START DATASET EXTRACT

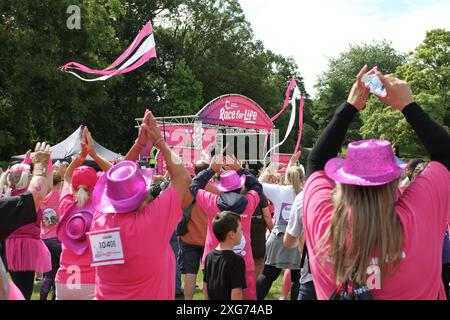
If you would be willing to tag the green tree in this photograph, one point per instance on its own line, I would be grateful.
(41, 101)
(184, 92)
(334, 85)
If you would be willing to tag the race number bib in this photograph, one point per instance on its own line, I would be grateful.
(106, 247)
(49, 217)
(285, 212)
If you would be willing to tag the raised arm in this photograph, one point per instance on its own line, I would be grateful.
(179, 177)
(104, 164)
(331, 139)
(39, 184)
(202, 179)
(76, 162)
(140, 142)
(433, 136)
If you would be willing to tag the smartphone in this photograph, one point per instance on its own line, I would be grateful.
(375, 85)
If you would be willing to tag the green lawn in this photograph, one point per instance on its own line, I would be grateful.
(274, 293)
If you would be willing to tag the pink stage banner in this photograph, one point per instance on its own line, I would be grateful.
(182, 140)
(235, 111)
(283, 158)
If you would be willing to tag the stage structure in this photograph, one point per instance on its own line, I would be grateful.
(232, 120)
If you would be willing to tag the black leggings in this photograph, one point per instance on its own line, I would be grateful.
(269, 275)
(24, 280)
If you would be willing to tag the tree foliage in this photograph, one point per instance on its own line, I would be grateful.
(334, 85)
(428, 73)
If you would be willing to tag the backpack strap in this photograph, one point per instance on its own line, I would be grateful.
(304, 254)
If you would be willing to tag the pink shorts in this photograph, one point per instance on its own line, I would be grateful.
(249, 293)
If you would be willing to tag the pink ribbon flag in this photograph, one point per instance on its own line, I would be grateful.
(139, 52)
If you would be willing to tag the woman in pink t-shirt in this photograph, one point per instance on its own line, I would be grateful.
(231, 183)
(130, 232)
(75, 279)
(26, 253)
(357, 230)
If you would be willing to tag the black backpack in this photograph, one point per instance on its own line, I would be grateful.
(182, 225)
(349, 290)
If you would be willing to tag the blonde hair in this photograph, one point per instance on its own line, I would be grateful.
(295, 178)
(19, 176)
(82, 195)
(364, 220)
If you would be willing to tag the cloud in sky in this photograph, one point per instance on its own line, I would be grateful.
(312, 31)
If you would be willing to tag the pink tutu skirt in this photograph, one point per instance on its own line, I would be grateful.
(14, 292)
(27, 254)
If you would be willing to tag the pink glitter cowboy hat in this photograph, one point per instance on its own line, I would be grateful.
(122, 189)
(368, 163)
(229, 181)
(73, 226)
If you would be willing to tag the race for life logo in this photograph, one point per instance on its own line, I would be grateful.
(50, 218)
(239, 249)
(231, 111)
(285, 211)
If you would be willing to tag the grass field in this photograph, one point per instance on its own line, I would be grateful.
(274, 293)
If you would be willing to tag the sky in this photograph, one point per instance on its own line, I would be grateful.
(325, 28)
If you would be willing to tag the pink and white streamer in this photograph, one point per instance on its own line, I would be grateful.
(295, 96)
(143, 52)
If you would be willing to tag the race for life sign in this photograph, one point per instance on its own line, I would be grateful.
(106, 247)
(235, 111)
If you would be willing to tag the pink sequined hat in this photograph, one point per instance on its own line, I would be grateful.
(368, 163)
(122, 189)
(230, 180)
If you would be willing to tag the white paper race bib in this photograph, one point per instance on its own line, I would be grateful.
(106, 247)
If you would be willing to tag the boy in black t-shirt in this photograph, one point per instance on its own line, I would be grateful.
(224, 275)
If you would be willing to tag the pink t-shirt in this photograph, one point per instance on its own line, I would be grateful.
(423, 210)
(149, 269)
(49, 213)
(208, 202)
(73, 267)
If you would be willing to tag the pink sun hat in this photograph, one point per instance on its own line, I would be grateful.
(368, 163)
(122, 189)
(73, 226)
(229, 181)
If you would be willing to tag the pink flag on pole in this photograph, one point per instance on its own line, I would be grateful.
(139, 52)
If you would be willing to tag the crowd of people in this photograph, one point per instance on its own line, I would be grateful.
(359, 227)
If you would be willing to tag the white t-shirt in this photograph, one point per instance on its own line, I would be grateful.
(295, 229)
(295, 225)
(282, 198)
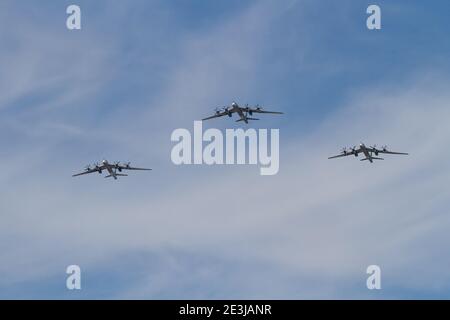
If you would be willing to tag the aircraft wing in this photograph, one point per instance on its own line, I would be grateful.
(127, 167)
(392, 152)
(89, 171)
(256, 110)
(345, 154)
(217, 115)
(132, 168)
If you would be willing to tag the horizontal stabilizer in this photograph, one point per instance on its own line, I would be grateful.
(371, 159)
(246, 119)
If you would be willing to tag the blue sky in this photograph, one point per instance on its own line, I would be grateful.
(140, 69)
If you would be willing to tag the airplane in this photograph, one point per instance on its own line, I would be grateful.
(110, 168)
(367, 151)
(243, 112)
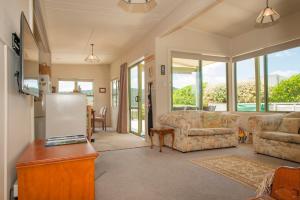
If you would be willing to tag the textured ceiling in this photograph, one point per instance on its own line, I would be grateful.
(73, 24)
(231, 18)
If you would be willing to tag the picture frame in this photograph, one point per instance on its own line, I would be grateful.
(102, 90)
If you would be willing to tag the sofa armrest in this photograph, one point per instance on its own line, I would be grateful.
(260, 123)
(175, 121)
(230, 120)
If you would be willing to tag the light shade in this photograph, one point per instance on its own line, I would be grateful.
(267, 15)
(137, 6)
(92, 59)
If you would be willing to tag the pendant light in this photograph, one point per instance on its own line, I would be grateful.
(267, 15)
(92, 59)
(137, 6)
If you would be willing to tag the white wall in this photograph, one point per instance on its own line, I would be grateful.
(287, 29)
(16, 109)
(98, 73)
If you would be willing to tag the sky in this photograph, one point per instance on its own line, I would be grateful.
(284, 63)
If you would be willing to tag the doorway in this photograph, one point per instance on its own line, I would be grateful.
(136, 87)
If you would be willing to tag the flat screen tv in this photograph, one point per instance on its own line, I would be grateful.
(29, 54)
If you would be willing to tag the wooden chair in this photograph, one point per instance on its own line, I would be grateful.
(102, 117)
(285, 185)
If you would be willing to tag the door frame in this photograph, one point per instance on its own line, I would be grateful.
(140, 67)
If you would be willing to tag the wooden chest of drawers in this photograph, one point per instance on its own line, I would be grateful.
(56, 173)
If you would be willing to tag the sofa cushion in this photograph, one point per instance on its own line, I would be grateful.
(212, 120)
(280, 136)
(210, 131)
(293, 115)
(290, 125)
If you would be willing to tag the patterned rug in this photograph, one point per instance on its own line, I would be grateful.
(240, 169)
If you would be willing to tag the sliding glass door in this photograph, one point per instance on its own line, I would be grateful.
(137, 99)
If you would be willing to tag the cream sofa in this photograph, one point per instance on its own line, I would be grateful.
(277, 135)
(199, 130)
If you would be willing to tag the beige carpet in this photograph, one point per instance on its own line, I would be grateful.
(110, 141)
(240, 169)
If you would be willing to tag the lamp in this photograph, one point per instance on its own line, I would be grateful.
(137, 6)
(267, 15)
(92, 59)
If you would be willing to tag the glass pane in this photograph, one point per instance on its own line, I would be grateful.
(85, 87)
(246, 91)
(185, 78)
(115, 92)
(284, 80)
(66, 86)
(90, 100)
(134, 120)
(262, 79)
(143, 104)
(214, 86)
(134, 92)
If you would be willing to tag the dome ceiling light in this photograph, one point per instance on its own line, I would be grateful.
(267, 15)
(92, 59)
(137, 6)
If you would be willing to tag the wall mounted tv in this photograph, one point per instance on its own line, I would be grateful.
(29, 54)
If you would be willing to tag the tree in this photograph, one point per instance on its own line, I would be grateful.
(246, 92)
(217, 94)
(184, 96)
(286, 91)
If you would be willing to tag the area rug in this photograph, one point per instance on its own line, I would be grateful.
(240, 169)
(111, 141)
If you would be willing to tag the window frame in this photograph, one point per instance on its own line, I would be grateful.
(76, 86)
(116, 94)
(265, 81)
(200, 85)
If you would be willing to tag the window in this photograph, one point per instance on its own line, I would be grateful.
(199, 84)
(214, 76)
(272, 79)
(185, 78)
(250, 84)
(84, 87)
(115, 93)
(284, 80)
(66, 86)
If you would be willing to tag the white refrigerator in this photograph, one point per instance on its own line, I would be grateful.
(66, 114)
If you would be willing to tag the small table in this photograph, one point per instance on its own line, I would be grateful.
(161, 133)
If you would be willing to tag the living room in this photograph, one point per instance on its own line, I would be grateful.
(213, 84)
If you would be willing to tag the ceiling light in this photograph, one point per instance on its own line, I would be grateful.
(267, 15)
(92, 59)
(137, 6)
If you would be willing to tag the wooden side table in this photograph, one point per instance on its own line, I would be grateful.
(161, 133)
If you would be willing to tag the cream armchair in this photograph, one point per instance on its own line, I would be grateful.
(199, 130)
(277, 135)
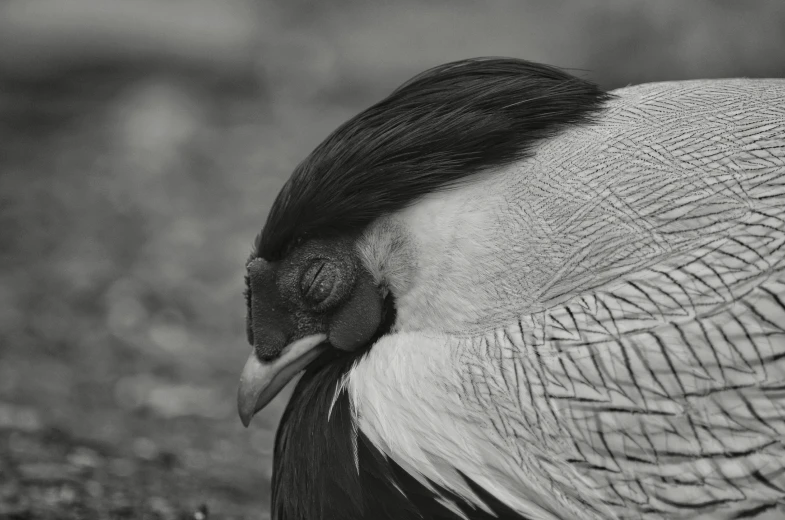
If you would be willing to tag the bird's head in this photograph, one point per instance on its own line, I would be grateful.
(316, 283)
(316, 298)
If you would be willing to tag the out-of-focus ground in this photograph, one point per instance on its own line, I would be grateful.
(141, 144)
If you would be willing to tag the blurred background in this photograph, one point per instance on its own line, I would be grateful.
(141, 144)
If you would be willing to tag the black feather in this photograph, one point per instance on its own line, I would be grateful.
(314, 472)
(436, 130)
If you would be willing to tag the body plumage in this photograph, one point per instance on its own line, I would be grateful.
(588, 325)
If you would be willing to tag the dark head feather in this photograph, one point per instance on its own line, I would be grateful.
(434, 131)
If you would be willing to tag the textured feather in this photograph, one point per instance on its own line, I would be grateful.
(619, 348)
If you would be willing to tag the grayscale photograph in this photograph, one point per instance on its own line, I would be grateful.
(392, 260)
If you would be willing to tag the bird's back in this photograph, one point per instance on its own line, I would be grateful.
(643, 375)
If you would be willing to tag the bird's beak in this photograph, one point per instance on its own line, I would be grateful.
(261, 381)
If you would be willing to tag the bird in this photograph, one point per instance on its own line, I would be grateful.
(511, 294)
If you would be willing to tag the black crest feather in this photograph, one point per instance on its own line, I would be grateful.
(435, 130)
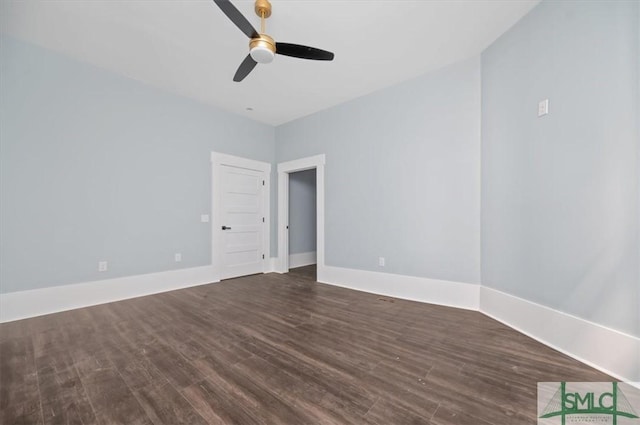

END DATASET EXTRACT

__WORK REQUEST__. No pictures go in the copy. Output exactly the lines from the line containing "If you would be willing to tag the bird's back" through the end of the listing above.

__WORKED SOLUTION__.
If you would be willing to tag the bird's back in this photograph, one point per instance on its own line, I would be grateful.
(643, 375)
If you would be willing to tag the bird's beak in this photograph, one point per instance on its own line, I would be grateful.
(261, 381)
If you would be willing to tag the bird in this photograph, one point per instance on its own line, I would be grateful.
(511, 294)
If you would be willing to tag the black crest feather in this photograph, one point per instance on its own line, I would be grateful.
(435, 130)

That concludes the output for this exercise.